## [Dati disponibili]
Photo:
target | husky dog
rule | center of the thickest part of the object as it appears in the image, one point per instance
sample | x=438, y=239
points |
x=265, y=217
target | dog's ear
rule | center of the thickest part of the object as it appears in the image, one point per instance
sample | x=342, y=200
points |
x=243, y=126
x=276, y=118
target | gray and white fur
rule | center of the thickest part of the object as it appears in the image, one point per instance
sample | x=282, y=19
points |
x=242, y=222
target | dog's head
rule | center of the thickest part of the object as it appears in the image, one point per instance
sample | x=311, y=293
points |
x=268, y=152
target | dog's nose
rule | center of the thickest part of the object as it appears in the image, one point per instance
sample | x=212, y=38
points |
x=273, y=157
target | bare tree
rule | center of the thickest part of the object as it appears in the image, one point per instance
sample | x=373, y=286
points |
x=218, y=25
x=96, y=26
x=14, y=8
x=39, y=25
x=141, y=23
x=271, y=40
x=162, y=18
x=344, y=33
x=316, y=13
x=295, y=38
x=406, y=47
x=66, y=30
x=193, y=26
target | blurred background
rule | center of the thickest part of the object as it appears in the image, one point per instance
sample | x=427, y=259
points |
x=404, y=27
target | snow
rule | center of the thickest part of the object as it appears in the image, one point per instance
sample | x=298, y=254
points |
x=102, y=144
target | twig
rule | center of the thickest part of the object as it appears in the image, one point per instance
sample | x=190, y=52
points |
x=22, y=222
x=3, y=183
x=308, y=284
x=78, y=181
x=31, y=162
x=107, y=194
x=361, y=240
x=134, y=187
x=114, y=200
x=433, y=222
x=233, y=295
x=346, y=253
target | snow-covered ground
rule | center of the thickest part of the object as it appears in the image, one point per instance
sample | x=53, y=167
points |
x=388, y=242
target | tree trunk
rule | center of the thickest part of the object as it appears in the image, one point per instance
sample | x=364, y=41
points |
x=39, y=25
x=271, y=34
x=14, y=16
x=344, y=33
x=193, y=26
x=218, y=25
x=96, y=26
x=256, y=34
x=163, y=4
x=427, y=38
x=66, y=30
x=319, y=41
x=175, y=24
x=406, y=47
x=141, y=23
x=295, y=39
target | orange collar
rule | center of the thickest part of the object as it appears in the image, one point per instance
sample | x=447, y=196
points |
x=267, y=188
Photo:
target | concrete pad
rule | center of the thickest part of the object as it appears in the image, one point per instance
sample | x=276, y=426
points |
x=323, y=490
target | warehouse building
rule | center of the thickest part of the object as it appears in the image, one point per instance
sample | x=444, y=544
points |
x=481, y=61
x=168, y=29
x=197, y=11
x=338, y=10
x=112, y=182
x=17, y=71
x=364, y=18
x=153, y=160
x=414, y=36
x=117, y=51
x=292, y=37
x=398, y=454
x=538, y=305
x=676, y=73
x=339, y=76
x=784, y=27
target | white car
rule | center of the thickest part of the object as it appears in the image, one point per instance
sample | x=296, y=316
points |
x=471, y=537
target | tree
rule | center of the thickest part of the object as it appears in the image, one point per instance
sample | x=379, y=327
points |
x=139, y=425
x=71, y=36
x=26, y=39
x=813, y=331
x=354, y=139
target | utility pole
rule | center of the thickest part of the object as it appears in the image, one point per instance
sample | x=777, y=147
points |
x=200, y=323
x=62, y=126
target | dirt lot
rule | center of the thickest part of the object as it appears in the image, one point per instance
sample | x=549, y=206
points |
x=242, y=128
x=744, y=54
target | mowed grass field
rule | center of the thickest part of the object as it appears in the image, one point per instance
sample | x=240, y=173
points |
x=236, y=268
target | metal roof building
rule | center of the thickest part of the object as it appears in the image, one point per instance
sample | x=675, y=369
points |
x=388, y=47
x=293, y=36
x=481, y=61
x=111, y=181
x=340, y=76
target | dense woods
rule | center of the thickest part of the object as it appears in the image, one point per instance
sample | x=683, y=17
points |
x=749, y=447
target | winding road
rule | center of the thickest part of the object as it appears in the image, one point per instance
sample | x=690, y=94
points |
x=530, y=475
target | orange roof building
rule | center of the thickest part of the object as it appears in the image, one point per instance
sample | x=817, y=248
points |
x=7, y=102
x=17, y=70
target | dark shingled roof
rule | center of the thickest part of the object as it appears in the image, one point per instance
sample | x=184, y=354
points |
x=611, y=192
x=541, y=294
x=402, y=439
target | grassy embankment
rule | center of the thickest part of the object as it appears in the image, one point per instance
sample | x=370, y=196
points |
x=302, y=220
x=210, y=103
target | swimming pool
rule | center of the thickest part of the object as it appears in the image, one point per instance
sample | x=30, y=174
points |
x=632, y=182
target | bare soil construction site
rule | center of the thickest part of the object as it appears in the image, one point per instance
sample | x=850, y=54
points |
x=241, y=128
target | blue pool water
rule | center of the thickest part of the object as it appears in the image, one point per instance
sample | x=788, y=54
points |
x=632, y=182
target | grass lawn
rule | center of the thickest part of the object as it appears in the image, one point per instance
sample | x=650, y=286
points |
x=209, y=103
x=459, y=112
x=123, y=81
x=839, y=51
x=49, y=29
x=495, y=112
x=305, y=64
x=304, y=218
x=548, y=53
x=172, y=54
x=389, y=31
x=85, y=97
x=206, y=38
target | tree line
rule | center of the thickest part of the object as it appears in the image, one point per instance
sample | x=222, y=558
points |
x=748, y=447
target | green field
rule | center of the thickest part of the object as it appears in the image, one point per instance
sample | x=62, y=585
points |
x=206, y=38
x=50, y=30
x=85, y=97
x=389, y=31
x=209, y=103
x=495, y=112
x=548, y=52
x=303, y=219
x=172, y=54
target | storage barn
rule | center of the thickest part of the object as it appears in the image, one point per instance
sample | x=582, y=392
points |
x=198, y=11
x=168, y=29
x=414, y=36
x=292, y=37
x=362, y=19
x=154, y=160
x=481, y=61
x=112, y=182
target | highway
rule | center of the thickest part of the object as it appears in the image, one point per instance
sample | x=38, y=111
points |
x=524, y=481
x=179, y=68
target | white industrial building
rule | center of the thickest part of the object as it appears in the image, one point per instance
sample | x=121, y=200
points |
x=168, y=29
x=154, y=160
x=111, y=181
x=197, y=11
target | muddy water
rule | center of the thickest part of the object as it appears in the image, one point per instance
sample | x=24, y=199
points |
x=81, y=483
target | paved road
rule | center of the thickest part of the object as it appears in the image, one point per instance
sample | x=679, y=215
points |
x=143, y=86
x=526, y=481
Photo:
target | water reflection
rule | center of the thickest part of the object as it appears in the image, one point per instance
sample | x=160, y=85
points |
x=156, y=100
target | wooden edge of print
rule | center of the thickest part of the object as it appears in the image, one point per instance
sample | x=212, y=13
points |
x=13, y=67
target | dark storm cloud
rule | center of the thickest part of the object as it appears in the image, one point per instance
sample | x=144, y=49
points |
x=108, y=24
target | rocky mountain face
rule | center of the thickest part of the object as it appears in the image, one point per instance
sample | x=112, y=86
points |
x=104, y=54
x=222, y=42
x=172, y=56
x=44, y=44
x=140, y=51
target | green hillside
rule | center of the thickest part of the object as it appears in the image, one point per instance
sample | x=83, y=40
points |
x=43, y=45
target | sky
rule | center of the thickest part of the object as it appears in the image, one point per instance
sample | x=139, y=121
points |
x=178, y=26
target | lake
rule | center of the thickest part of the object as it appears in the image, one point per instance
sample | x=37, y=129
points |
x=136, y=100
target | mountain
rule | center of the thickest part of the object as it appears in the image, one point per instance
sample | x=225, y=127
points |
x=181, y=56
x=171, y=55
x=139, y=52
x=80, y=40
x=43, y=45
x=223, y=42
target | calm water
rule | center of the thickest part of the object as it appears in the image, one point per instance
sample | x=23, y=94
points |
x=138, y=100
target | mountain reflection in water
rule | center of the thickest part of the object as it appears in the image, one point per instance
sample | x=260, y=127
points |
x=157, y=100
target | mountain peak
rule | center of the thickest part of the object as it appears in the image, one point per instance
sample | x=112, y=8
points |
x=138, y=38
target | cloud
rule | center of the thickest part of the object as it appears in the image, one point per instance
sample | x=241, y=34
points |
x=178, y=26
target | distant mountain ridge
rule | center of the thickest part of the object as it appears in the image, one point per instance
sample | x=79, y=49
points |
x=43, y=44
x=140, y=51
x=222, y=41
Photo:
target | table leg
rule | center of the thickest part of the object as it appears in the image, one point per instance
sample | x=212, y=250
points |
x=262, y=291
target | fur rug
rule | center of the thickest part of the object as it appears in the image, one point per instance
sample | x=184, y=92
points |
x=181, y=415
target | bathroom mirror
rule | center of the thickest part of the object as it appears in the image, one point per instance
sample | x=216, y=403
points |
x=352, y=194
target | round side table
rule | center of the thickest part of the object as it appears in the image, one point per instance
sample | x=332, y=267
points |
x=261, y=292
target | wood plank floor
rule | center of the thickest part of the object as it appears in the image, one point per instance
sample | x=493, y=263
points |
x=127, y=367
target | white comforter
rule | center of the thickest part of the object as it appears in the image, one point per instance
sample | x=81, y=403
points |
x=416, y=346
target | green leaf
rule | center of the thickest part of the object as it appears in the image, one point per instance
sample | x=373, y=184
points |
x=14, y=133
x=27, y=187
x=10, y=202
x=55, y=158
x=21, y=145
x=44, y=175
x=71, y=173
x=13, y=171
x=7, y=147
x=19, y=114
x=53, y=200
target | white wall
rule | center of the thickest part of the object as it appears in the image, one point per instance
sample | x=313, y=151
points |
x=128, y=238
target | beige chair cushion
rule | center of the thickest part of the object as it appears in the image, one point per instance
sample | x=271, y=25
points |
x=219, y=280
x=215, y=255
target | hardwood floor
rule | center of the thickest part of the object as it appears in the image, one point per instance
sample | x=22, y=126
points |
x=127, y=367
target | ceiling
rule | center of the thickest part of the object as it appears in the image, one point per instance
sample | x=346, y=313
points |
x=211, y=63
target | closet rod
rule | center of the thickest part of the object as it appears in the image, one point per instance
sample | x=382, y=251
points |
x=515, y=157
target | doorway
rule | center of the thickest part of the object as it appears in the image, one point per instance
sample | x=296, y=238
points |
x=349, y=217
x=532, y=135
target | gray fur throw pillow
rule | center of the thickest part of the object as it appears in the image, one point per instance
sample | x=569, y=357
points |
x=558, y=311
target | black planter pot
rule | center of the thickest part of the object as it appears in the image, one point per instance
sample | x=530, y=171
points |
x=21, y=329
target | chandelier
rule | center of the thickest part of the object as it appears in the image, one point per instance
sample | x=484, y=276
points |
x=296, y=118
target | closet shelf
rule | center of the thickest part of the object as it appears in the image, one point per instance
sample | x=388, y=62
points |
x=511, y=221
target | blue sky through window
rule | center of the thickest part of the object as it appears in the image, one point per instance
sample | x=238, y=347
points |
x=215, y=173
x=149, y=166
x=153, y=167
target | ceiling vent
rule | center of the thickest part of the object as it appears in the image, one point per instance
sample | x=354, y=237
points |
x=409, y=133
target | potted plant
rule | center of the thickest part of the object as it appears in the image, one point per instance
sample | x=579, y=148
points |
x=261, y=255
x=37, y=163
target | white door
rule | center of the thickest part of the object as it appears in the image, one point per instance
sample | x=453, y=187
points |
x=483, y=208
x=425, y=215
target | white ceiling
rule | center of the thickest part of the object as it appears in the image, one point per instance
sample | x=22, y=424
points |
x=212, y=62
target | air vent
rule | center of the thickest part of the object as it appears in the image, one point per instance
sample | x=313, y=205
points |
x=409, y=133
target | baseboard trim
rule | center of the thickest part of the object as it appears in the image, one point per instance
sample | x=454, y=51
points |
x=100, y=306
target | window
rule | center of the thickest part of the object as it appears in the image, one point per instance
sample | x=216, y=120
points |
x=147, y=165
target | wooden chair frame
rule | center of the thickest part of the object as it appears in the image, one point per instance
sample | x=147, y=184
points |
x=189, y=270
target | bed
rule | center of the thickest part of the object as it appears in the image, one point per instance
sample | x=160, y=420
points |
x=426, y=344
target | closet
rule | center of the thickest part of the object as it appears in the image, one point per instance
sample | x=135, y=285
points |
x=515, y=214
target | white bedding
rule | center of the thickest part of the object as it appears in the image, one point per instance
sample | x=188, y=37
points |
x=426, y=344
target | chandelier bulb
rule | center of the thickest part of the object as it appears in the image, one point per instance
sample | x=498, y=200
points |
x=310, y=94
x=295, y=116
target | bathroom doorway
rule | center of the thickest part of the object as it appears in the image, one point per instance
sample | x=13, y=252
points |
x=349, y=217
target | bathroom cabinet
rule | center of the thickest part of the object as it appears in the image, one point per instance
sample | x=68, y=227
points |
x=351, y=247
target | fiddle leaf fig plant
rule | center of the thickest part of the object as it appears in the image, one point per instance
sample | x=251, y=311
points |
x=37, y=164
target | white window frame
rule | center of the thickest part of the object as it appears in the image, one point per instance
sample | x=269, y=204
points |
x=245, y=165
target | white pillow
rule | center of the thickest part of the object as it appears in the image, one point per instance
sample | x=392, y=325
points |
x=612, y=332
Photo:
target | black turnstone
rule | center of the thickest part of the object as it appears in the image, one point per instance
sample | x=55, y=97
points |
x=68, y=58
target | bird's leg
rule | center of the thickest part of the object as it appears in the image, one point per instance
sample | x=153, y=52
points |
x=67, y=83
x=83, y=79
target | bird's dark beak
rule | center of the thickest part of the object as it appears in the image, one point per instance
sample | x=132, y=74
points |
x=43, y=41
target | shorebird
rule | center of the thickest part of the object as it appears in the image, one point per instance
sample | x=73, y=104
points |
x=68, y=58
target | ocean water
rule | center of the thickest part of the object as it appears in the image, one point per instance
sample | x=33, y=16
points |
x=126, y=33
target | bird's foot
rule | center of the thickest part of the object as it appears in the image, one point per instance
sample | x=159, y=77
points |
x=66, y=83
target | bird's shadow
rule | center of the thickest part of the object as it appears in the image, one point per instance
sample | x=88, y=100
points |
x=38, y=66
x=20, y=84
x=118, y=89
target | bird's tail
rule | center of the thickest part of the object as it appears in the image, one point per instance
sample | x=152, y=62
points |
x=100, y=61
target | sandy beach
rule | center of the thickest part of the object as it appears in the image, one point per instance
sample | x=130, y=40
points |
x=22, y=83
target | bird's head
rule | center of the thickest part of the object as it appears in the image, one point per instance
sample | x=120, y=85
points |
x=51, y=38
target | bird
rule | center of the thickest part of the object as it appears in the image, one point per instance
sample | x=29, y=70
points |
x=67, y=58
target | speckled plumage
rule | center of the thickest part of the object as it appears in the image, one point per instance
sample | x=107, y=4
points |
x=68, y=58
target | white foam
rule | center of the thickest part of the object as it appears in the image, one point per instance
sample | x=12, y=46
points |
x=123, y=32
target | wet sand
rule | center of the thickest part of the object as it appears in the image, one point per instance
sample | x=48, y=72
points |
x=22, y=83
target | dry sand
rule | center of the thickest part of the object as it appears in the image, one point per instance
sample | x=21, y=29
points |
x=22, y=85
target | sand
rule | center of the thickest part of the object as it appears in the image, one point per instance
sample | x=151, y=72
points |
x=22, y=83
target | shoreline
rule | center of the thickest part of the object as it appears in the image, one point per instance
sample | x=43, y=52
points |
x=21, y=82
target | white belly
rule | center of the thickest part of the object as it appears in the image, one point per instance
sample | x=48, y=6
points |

## [Da fare]
Trasforma in una lista JSON di stringhe le righe dei dati qui sopra, partendo dalla riga che contiene "target | grassy embankment" e arrivando a quella che contiene "x=210, y=103", entrambe incluse. Metti una stringa per ogni riga e salta le righe vuote.

## [Soluzione]
[
  "target | grassy embankment",
  "rule | center of the thickest part of the object as it appears in the image, one point per instance",
  "sample | x=370, y=196",
  "points |",
  "x=302, y=220",
  "x=210, y=103"
]